Work to do:
1 - In the GraphLog usage guide, which argument changes the data directory?
2 - Pick up the GraphLog usage guide at the point where it ends and continue writing it.

Document section:
════════

Basic Usage¶
GraphLog can be used as a regular Python module to access the datasets used in the paper “Evaluating Logical Generalization in Graph Neural Networks”. Additionally, GraphLog also provides necessary Dataset and DataLoader packages for easy training and evaluation.
Loading the data¶
When GraphLog is imported for the first time, it downloads the data and
creates a ./data
directory in the current working directory. The
downloaded data is then unzipped and placed within this directory.
from graphlog import GraphLog
gl = GraphLog()
To change the data directory, pass the data_dir
argument.
gl = GraphLog(data_dir='/tmp/data')
Viewing the data¶
GraphLog consists of multiple datasets
. Each dataset is built using
its own set of rules, which themselves are procedurally generated
and sampled from a large knowledge-base.
To view all possible datasets in GraphLog:
gl.get_dataset_names_by_split()
This will provide a list of dataset ids in train, valid and test splits.
To load a single dataset, use the get_dataset_by_name
method:
rule_3 = gl.get_dataset_by_name('rule_3')
type(rule_3)
>> graphlog.dataset.GraphLogDataset
This will load a GraphLogDataset
object, which is in-turn a Pytorch
Dataset
instance. Each dataset also has its own training, validation
and test splits.
The GraphLogDataset
object essentially contains Pytorch
Geometric graphs, a
query tuple of <source, sink>
nodes for each datapoint, and a label
or relation to predict.
You can also view the aggregate statistics of the dataset:
gl.compute_stats_by_dataset("rule_3")

════════

Material:

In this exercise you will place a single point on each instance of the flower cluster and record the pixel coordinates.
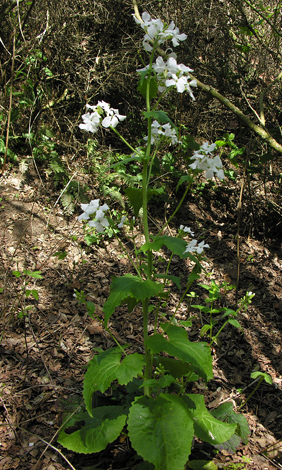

════════

Exercise results:
1 - The `data_dir` argument.

2 -
>> Data Split : train,
Number of Classes : 16,
Number of Descriptors : 189,
Average Resolution Length : 3.632142857142857,
Average number of nodes : 11.137 and edges : 13.273
{'num_class': 16,
'num_des': 189,
'avg_resolution_length': 3.632142857142857,
'num_nodes': 11.137,
'num_edges': 13.273,
'split': 'train'}
You can also convert the dataset into networkx format, in order to perform quick calculations or visualization:
import networkx as nx
from graphlog.utils import load_networkx_graphs
nx_graphs, nx_queries = load_networkx_graphs(rule_3.json_graphs["train"])
nx.info(nx_graphs[0])
To view a single graph in the dataset, you can also use the inbuilt
display_single_graph
api.
gl.display_single_graph(rule_3, "train",21)
Extracting dataloaders¶
We provide a method to generate dataloaders for each dataset as follows:
rule_3_train = gl.get_dataloader_by_mode(rule_3, mode="train")
rule_3_valid = gl.get_dataloader_by_mode(rule_3, mode="valid")
rule_3_test = gl.get_dataloader_by_mode(rule_3, mode="test")
Supervised Training¶
A very minimal dummy training script is provided below to show how easy it is to train your models.
for batch_idx, batch in enumerate(rule_3_train):
graphs = batch.graphs
queries = batch.queries
targets = batch.targets
world_graphs = batch.world_graphs
logits = your_model(graphs, queries, world_graphs)